[EXERCISE TEXT]

Advanced Java Programming

Course Description

COP2805C – Advanced Java Programming is a 3-credit-hour computer science course that extends the foundations from COP2800C (Java Programming) into advanced Java language features and the broader Java ecosystem. Topics include advanced object-oriented programming (abstract classes, interfaces with default methods, inner classes); generics with bounded types and wildcards; the Java Collections Framework at depth; functional programming with lambda expressions and streams; concurrent programming with threads; networking; graphical user interface programming (Swing or JavaFX); database connectivity (JDBC); and the introduction to specific Java application areas (web development with Spring at conceptual level, Android programming concepts, etc.).

COP2805C is the standard Java track continuation course at institutions where Java is the primary instructional language. The course typically combines lecture and example-based instruction with substantial programming projects exercising the advanced Java features. Students typically complete several substantial programming projects through the term, including projects that exercise GUI programming, multithreading, networking, or database connectivity.

[/EXERCISE TEXT]

_JOB 1_: Using the course description, decide whether each statement agrees with it, answering yes or no and quoting the deciding words. (a) COP2805C is a 3-credit-hour course. (b) The course treats web development with Spring at an implementation level. (c) Students typically complete a single programming project during the term.

[AVAILABLE RECORDS]

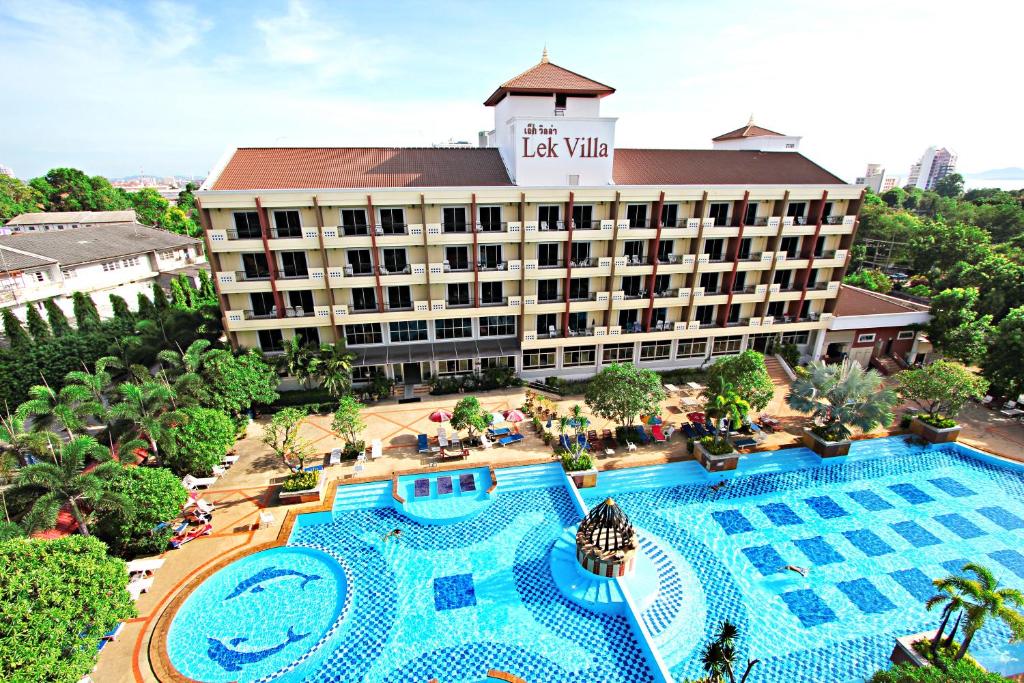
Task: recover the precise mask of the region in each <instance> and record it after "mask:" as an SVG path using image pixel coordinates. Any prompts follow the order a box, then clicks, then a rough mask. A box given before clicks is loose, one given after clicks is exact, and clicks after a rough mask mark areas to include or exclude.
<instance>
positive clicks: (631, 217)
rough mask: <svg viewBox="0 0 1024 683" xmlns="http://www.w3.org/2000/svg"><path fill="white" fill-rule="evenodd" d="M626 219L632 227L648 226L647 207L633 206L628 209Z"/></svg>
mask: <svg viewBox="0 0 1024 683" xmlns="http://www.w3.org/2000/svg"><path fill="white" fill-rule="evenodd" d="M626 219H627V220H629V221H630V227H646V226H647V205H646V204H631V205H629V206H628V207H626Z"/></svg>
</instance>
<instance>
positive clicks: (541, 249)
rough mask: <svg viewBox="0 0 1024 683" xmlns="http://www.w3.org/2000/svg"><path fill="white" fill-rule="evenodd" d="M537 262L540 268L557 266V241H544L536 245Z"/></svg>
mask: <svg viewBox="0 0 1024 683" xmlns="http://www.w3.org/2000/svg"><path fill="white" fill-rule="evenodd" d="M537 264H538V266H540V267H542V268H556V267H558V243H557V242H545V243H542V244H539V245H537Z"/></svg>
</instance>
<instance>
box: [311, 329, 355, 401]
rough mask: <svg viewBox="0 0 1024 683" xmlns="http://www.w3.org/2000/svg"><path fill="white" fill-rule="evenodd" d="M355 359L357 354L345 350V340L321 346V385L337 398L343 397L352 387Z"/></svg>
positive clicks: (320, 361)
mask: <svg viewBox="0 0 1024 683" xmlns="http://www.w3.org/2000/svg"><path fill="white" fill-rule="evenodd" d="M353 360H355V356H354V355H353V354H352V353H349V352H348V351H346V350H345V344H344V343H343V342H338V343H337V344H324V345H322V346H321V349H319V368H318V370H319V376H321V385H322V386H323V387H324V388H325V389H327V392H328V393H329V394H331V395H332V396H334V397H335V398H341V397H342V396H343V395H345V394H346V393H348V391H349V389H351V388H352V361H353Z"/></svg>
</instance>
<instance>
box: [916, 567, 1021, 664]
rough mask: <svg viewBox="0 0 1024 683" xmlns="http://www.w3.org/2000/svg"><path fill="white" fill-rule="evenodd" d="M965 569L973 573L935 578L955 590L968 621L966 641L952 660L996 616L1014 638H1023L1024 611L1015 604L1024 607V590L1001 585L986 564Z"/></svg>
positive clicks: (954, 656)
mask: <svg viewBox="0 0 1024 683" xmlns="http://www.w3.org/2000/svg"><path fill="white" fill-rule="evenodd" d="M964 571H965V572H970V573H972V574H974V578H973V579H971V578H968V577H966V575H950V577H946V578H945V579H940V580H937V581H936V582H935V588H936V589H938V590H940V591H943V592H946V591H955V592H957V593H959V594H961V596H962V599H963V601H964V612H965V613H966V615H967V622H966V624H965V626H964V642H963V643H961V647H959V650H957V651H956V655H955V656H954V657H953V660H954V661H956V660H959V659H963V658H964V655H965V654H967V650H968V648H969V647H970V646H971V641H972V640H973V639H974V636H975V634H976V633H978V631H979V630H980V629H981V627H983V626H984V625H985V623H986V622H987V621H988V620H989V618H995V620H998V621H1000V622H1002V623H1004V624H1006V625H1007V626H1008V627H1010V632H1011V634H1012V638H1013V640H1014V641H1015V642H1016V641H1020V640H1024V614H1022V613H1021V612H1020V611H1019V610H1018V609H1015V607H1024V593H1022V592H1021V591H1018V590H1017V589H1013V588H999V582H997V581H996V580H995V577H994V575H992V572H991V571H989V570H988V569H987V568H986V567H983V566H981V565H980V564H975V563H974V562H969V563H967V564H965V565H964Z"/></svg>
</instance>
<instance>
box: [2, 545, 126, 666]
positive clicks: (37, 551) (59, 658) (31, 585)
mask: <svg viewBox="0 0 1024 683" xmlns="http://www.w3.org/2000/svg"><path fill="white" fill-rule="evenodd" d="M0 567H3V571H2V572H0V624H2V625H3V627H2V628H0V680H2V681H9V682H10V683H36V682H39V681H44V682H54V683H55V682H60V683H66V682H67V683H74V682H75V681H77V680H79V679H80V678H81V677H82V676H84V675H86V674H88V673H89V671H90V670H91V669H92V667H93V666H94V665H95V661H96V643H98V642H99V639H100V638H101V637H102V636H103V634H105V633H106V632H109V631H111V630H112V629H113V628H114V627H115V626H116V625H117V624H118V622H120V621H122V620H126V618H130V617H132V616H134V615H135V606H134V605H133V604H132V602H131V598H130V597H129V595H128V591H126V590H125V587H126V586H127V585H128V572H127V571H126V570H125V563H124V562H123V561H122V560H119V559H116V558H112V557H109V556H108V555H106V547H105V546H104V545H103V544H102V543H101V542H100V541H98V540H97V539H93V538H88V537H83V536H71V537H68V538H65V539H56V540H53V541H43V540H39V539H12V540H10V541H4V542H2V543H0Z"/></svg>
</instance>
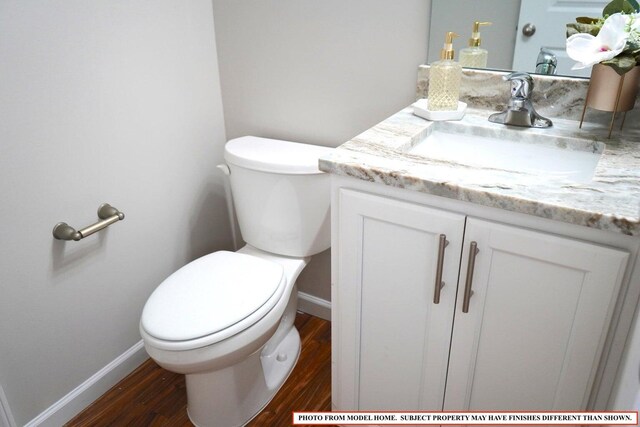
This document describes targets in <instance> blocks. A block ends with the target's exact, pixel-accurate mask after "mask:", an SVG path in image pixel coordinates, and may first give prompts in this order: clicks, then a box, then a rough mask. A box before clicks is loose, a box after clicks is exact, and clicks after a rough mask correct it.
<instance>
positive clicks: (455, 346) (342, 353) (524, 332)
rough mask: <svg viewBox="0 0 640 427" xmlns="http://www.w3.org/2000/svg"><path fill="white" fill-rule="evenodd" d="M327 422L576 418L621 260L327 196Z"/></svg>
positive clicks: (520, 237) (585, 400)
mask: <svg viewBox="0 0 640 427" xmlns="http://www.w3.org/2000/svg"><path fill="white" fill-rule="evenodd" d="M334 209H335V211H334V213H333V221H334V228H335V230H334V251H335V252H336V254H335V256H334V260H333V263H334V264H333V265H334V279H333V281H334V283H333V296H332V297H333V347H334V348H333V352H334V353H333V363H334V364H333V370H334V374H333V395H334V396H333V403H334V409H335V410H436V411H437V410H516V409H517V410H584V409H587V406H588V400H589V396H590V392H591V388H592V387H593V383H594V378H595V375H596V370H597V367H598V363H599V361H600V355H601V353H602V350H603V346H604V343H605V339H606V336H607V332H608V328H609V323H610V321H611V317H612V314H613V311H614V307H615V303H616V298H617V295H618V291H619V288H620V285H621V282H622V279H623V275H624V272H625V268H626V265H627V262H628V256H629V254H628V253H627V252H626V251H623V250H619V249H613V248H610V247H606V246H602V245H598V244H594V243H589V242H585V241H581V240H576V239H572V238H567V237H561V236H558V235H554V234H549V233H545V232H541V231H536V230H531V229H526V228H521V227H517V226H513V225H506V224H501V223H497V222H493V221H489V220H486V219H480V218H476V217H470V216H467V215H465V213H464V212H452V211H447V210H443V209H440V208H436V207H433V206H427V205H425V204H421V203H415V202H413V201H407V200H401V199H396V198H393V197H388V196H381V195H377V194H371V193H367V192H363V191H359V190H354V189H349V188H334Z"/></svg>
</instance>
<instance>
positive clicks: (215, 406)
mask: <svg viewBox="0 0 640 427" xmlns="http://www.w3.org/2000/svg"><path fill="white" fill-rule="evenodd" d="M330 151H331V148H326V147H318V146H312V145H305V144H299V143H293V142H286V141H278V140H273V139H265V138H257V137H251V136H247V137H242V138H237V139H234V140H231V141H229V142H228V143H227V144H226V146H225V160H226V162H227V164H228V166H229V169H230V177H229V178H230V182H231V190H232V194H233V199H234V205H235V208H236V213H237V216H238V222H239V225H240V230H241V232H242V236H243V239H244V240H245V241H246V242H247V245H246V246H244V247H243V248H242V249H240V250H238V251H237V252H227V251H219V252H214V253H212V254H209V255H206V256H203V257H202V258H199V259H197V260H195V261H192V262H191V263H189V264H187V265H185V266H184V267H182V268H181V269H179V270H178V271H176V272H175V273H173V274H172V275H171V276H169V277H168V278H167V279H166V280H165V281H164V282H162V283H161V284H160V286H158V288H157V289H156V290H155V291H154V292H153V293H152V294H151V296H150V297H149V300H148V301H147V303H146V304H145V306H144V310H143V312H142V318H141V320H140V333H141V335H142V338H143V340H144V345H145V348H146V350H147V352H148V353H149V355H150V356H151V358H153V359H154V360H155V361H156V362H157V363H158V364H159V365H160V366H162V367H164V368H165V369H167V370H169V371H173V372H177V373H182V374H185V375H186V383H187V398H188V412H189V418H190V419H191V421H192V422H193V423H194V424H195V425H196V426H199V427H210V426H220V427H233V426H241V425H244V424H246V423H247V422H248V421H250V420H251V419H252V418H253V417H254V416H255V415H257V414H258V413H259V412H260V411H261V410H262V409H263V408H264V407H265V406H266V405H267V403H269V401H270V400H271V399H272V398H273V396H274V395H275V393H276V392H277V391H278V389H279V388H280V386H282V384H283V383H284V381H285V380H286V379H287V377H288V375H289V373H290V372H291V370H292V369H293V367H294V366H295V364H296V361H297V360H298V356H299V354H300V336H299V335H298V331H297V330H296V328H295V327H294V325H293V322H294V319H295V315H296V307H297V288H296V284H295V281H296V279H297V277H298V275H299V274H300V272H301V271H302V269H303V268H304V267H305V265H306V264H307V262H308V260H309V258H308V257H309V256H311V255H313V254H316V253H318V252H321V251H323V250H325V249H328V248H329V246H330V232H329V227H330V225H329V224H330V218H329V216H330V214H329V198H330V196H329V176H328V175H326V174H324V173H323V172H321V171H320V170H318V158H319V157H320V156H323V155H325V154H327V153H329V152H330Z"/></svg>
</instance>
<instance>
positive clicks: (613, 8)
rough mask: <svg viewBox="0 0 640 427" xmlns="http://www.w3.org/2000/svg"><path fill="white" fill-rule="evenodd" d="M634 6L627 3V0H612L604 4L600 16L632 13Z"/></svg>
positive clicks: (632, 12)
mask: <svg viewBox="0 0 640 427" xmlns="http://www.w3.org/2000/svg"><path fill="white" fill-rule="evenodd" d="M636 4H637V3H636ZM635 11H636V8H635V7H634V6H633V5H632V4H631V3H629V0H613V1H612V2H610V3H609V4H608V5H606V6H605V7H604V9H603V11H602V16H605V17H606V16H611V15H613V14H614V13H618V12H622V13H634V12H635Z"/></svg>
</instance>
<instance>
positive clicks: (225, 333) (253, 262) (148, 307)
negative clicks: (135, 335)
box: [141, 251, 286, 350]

[/AVAILABLE RECORDS]

_JOB 2_: Return the stored records from their start through the line holding "positive clicks: (631, 217)", inclusive, copied exactly, and leave the pictures out.

_EXERCISE RESULT 1_:
(a) Yes: "is a 3-credit-hour computer science course"
(b) No: "web development with Spring at conceptual level"
(c) No: "Students typically complete several substantial programming projects through the term"

_EXERCISE RESULT 2_:
Task: recover the precise mask of the region in each <instance> and record it after "mask:" as an SVG path using image pixel coordinates. Any prompts follow the order a box, then clicks, then a rough mask. A box given before clicks is loose, one given after clicks is exact, and clicks after a rough mask mark areas to include or exclude.
<instance>
positive clicks: (631, 217)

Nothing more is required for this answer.